▶ [Stored data entries]
+++

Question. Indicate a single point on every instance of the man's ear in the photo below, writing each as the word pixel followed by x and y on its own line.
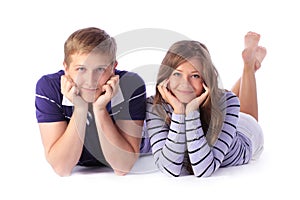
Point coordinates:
pixel 115 64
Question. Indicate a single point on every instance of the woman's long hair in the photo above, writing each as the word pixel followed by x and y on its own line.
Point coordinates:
pixel 211 115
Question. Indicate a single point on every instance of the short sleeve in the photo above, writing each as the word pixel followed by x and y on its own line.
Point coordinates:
pixel 48 100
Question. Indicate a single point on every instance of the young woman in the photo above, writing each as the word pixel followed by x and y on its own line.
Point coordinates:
pixel 194 126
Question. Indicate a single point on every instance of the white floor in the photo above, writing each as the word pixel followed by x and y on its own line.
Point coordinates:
pixel 32 37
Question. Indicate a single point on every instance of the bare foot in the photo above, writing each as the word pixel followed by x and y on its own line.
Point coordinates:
pixel 251 40
pixel 260 54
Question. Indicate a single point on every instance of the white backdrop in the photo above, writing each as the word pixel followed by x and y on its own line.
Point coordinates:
pixel 31 44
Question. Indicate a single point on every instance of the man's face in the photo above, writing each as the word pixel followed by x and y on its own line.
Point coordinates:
pixel 90 72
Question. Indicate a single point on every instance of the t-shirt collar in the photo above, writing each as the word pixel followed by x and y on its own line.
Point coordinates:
pixel 117 99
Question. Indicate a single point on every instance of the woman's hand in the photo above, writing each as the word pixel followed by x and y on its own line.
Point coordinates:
pixel 170 98
pixel 195 103
pixel 108 92
pixel 71 91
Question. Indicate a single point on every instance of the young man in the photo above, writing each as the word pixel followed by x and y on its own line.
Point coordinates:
pixel 90 113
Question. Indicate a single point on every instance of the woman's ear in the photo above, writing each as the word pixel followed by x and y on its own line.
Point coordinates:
pixel 115 64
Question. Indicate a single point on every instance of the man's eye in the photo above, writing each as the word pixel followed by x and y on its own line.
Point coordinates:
pixel 80 68
pixel 101 69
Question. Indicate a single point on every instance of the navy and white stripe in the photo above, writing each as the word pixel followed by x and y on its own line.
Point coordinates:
pixel 185 132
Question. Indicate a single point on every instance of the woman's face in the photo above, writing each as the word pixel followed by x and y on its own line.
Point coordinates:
pixel 90 72
pixel 185 81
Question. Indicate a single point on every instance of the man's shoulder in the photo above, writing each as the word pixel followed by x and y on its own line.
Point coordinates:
pixel 49 82
pixel 53 77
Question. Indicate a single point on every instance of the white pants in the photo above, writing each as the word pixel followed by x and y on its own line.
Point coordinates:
pixel 248 126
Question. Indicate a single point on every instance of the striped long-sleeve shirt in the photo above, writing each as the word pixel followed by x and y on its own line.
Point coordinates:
pixel 169 142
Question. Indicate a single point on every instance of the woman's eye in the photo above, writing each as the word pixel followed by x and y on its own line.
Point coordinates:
pixel 195 76
pixel 101 69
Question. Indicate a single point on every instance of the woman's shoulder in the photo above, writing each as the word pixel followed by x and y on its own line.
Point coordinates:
pixel 228 97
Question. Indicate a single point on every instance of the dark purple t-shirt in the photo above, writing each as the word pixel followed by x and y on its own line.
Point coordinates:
pixel 50 107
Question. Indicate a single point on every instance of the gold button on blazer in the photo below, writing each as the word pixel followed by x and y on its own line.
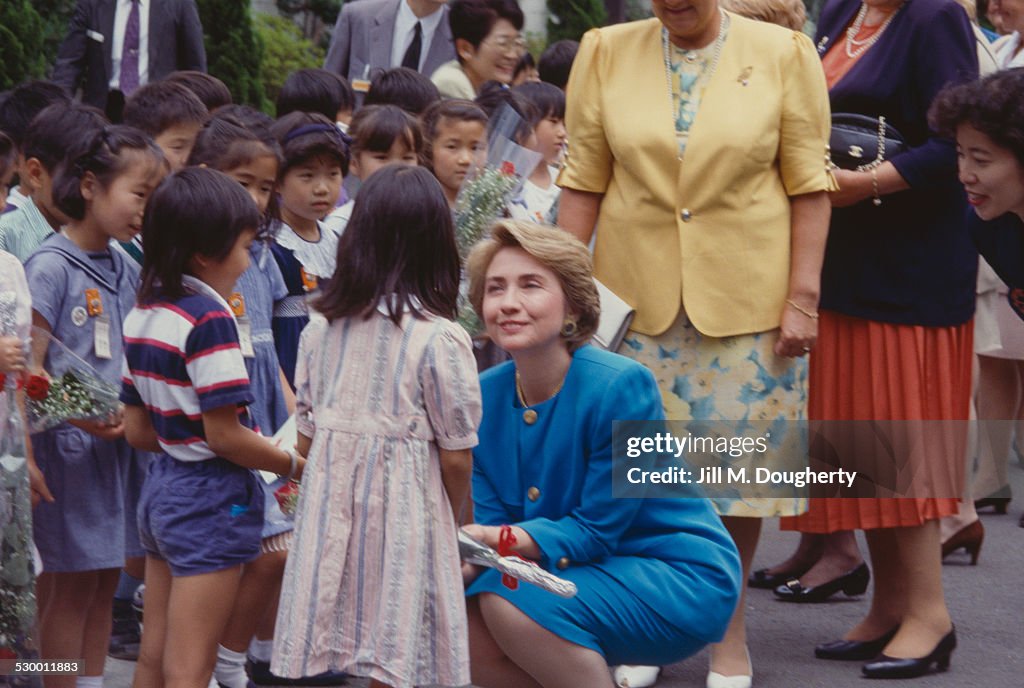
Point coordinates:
pixel 710 231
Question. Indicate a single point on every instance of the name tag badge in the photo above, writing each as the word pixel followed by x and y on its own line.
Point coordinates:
pixel 101 338
pixel 246 337
pixel 309 282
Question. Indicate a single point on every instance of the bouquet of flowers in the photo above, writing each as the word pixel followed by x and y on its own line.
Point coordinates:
pixel 487 189
pixel 72 389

+++

Ignore the images and quote every line of the listing exactly.

▶ [Solution for this task]
Question. Indicate a single point on every instance of the man's ear in the photo below, writing each as the word pixel followed by x and y on its own line.
Point coordinates:
pixel 115 64
Question. Indicate a single point on every instance of the woman's long hair in the photo above, writing each as the word pixel followed by x and y on its own line.
Point coordinates:
pixel 211 115
Question. Indicate a single point on every instance of the short sleeve in the photo above, writing each as the word pixel followed by x and y on its own line.
Point coordinates:
pixel 48 100
Question. Indicate a single point on every instance of the young woman in the photo above, writing each as the word pixel followed by x and y on its own line.
Point coordinates:
pixel 194 126
Question. Indicate a single point on every instance of the white floor in the photo above, writing each as the word pixel followed by x and y on its own line.
Point coordinates:
pixel 32 37
Question. Indicate a single point on every instance of the bare foot in the photo above, writing each as the word pixel followed by x and y on its own line.
Point coordinates:
pixel 251 40
pixel 260 54
Question. Indicate a single point on every instance of the white backdrop in the photo above, writing each as the word pixel followed by x and y on its own line.
Point coordinates:
pixel 31 44
Question. Indicate a single point on every instance of the man's face in the photo above, writing each as the word pixel followed by x and y on its own line.
Point coordinates:
pixel 90 72
Question. Indicate a single point on every instance of the t-shirt collar in the photo above, writing each as the word pixel followed by x and y on its own line.
Point coordinates:
pixel 117 99
Question. Indicate a single point on every instance of the woman's hand in the photo above, writing each as the word pixel followed by x and y on its own line.
Point coordinates:
pixel 170 98
pixel 195 103
pixel 108 92
pixel 71 91
Question. Indicate a single point on every instance of the young man in the photo above, writing each as the word pixel followed by x and y on its own line.
Point coordinates:
pixel 90 113
Question. Indicate a single point on every instance of the woman's ear in the photo above, writing each as the word pixel followed by x and y on its own line.
Point coordinates:
pixel 115 64
Question. Indicate a single point on every instance of the man's eye in the photo above, writing each as the word pixel followed by x and y on its own line.
Point coordinates:
pixel 80 68
pixel 101 69
Question. Indicate a single point on every instance of the navy and white stripe in the photo above, writing each as the word pixel followed by x and y on its own line.
Point coordinates:
pixel 185 132
Question. Indicate a single point on every instance of the woman's face in the photo above, writing each as the word pixel followed by x and y on its own line.
Point coordinates:
pixel 90 72
pixel 185 81
Question. Indicate a single point on every instance of the man's shoulder in the photo above, writing each as the word pixel followed by x and y on its own line.
Point coordinates:
pixel 49 82
pixel 53 77
Question. Indicate a single point on every instance of the white pants in the photo above, writing each as the word pixel followed by x and y on its own line.
Point coordinates:
pixel 248 126
Question. Indicate a single point on every instance of the striped long-sleeve shirt in the photo above, writing each as the word pixel followed by x and y on its own line.
Point coordinates:
pixel 169 142
Question. Indicate a single point on every instance of the woman's eye in the photo above, writing each as the word pixel followed by x and y on its own line.
Point coordinates:
pixel 195 76
pixel 101 69
Question. Indicate a single point on every instance of the woman's shoulder in the photo above, writing each as the word pixel followed by x and y on its own line.
Point coordinates:
pixel 228 97
Question. Indicate a single point on every instance of the dark purple t-shirt in the photo above, writing each as the word pixel followed by x and y on its own line.
Point coordinates:
pixel 50 107
Question. Indicate a single point on every instance of the gold button on blazer in the photo below, writing each as the word pixel followed by x and y on its own line.
Point coordinates:
pixel 710 231
Question. Indicate a single point on every instance of the name tag badge in the photo above, writing each as the word pixel followed by x and y on its own line.
Point coordinates:
pixel 101 338
pixel 246 337
pixel 309 282
Question. Indicate a single point on every instance of the bouquet of flowers in the photo above, writing each as the word pixel followed by x and y on its own line.
Point coordinates:
pixel 487 189
pixel 72 389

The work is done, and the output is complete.